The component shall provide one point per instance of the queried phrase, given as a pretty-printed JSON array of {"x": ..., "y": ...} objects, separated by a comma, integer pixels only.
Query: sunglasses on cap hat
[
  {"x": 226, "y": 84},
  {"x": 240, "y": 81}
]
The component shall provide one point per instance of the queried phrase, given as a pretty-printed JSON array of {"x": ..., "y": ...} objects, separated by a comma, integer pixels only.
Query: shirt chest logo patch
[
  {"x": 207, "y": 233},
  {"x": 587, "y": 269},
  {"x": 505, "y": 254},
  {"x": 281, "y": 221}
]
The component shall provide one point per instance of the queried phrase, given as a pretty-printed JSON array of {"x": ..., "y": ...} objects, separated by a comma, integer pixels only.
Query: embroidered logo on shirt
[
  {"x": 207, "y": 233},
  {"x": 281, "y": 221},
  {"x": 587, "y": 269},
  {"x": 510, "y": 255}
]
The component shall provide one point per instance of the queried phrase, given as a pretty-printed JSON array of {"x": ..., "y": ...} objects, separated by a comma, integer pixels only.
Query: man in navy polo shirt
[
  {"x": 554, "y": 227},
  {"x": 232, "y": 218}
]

• [PROBLEM TO SOLVE]: Turn every line of the listing above into a numbered list, leaving out any blank lines.

• [WORKED SOLUTION]:
1. The component shall provide one point per instance of the queried phrase, given as a pretty-printed JSON array of {"x": ..., "y": ...} objects, separated by a comma, integer pixels only.
2. Query: sunglasses on cap hat
3. [
4.   {"x": 226, "y": 84},
5.   {"x": 240, "y": 81}
6. ]
7. The component shall provide one point per instance of the queried phrase, given as a pretty-printed JSON array of {"x": ..., "y": ...} objects, separated by a comma, integer pixels only.
8. Query: shirt chest logo patch
9. [
10.   {"x": 207, "y": 233},
11.   {"x": 587, "y": 269},
12.   {"x": 505, "y": 254},
13.   {"x": 281, "y": 221}
14. ]
15. The component shall provide one point per instance of the queried phrase, given as a pretty-printed JSON array of {"x": ..., "y": ...} objects, separated by a comma, integer pixels only.
16. Query: embroidered logo on shirt
17. [
18.   {"x": 207, "y": 233},
19.   {"x": 281, "y": 221},
20.   {"x": 587, "y": 269},
21.   {"x": 510, "y": 255}
22. ]
23. The component shall provide one point per instance of the queried phrase, given as a pretty-printed JSON array of {"x": ..., "y": ...} objects, separated by a comma, integer pixels only.
24. Query: man in navy polo shirt
25. [
26.   {"x": 554, "y": 227},
27.   {"x": 232, "y": 218}
28. ]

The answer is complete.